• Source data:
========

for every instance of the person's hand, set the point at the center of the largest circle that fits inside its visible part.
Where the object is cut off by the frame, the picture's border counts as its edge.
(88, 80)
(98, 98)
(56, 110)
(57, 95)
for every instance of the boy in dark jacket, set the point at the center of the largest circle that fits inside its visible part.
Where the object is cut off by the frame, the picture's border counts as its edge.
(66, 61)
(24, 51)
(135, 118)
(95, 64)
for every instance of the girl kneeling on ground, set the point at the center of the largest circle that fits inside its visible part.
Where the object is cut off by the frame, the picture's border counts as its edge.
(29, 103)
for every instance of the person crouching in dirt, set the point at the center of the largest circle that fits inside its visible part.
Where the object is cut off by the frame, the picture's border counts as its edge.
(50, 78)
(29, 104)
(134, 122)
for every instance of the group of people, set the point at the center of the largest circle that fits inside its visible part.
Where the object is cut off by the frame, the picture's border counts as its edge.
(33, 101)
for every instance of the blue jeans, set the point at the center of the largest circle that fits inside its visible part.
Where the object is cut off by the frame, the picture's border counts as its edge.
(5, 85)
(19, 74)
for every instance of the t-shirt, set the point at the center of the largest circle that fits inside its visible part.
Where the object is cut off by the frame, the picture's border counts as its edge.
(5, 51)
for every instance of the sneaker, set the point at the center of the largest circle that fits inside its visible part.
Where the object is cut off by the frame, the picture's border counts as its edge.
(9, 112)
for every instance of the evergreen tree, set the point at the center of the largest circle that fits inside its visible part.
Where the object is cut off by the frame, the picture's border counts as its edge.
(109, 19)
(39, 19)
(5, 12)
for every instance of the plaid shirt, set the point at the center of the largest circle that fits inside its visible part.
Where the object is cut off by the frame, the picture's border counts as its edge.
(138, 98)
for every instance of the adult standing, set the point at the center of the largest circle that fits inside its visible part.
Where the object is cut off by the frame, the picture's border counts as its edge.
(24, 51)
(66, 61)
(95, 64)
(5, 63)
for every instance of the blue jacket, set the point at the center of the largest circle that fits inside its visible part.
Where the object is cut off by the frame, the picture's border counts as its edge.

========

• Exercise instructions:
Copy out every line in the entries above that holds "jacket".

• Completed task:
for every instance of the boy in dark jacket, set the point at the center of the largest circle that fits inside its visible part.
for every instance of the blue jacket, set the point at the center of the largest circle that fits inside its visible part.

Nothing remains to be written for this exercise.